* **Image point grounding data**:
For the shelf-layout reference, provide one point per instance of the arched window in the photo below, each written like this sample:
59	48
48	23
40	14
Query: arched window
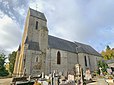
58	58
85	60
36	25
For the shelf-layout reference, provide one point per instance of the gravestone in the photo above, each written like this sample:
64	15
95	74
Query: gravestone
88	74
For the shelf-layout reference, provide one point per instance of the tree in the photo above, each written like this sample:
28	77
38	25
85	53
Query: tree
12	58
3	71
108	53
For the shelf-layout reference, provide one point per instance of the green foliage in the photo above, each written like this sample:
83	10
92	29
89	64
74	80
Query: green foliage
3	71
12	58
108	53
103	65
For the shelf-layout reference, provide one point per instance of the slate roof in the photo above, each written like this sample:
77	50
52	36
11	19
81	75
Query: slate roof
32	45
75	47
58	43
37	14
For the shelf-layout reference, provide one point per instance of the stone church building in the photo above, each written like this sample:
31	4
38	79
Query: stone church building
40	52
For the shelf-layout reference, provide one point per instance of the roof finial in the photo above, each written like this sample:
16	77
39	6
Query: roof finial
36	6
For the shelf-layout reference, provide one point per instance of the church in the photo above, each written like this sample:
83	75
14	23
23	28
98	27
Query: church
40	52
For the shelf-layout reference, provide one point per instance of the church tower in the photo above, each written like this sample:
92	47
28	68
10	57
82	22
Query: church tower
34	44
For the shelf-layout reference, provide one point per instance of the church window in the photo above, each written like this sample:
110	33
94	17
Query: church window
36	25
58	58
24	61
85	60
36	59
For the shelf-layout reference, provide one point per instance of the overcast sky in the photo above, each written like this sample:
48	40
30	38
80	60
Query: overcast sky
87	21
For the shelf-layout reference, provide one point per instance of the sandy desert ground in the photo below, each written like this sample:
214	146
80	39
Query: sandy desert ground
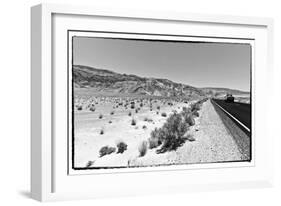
106	121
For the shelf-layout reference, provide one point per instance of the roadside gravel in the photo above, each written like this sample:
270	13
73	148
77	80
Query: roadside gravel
213	143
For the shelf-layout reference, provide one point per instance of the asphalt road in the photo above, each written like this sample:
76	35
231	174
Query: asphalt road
241	111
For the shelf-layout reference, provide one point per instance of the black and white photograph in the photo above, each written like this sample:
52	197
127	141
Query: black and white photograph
154	102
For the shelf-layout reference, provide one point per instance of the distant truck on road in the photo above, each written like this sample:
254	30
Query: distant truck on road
229	98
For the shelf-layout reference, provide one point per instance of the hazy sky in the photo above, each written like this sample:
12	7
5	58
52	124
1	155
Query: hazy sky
195	64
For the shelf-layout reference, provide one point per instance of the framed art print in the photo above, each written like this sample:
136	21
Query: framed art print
136	102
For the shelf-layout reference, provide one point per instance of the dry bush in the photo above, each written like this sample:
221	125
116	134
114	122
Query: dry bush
106	150
195	107
172	133
133	122
92	109
146	119
121	147
90	163
142	148
195	113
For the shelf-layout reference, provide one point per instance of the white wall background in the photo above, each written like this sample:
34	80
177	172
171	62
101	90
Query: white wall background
15	103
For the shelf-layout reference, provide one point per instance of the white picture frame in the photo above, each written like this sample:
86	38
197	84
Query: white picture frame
50	177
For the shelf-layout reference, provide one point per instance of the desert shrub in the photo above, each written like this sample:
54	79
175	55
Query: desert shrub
146	119
189	119
121	147
92	109
190	138
106	150
142	148
195	113
172	133
90	163
185	110
133	122
155	138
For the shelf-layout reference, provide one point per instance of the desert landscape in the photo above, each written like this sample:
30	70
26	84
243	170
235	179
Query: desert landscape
123	120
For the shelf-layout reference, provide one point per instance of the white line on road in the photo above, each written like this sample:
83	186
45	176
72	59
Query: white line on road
233	117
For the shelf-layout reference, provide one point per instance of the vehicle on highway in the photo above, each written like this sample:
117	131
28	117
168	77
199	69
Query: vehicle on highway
229	98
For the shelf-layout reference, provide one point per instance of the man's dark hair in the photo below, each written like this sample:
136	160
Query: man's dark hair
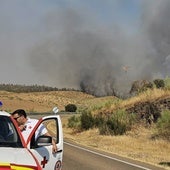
20	112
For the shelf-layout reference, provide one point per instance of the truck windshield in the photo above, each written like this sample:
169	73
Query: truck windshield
8	133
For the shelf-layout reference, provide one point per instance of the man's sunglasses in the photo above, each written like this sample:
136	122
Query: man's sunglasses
17	117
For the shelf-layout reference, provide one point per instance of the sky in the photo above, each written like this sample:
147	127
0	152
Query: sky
95	45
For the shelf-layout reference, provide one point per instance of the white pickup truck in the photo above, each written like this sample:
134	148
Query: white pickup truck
16	154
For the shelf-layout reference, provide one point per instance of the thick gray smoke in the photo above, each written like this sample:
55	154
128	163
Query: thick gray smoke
83	53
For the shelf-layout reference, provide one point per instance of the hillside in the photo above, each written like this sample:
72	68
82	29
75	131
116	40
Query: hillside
142	146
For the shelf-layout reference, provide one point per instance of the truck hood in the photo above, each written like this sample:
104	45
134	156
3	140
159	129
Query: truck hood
19	156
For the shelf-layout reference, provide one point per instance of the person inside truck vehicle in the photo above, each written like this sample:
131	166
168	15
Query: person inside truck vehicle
26	125
6	132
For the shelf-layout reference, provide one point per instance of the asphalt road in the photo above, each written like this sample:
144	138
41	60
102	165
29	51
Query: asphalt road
80	158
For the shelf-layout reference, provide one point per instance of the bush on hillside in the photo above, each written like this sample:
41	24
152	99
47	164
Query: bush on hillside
74	122
71	108
117	124
159	83
163	125
87	120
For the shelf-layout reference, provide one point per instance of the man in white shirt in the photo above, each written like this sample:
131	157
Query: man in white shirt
26	126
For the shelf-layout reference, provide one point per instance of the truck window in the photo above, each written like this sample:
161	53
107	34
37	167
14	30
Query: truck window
8	133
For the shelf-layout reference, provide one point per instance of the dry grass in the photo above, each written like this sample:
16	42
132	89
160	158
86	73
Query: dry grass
137	144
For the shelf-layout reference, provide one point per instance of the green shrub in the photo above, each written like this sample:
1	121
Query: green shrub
117	123
74	122
159	83
87	120
163	125
71	108
167	82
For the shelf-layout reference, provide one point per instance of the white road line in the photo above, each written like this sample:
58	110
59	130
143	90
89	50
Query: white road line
107	156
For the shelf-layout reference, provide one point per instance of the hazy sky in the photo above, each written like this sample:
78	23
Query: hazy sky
70	43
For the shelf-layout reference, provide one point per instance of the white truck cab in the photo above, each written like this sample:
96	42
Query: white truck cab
16	154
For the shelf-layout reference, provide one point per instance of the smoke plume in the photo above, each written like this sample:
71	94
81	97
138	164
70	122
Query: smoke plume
82	52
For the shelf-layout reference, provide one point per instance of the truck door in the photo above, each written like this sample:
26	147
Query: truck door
43	154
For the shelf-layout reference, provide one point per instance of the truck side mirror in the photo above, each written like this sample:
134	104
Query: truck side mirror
44	141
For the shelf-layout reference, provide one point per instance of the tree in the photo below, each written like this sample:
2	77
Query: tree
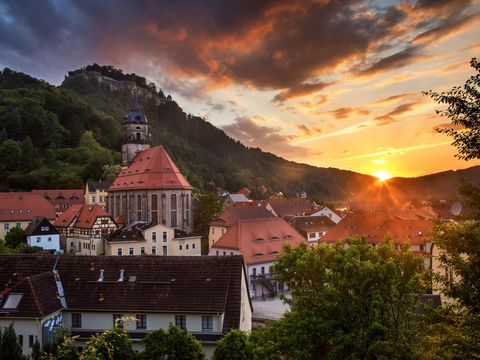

* **Try it**:
Which lines of the data contain the string "below"? Copy each one.

* **Solved problem**:
For the shelf-layout reference, provide one point per instance of the arched window in the photo below, each written like this sample:
For the shelf-layout reference, provide one point per instance of the sandy desert ground in the photo below, each written like this sample:
For the shelf-layout reference, provide one point per instance of the man's dark hair in the photo below, each written like this sample:
For the shelf-layout reference, provide one point per instance of the tree in the photo below, each written like this sample:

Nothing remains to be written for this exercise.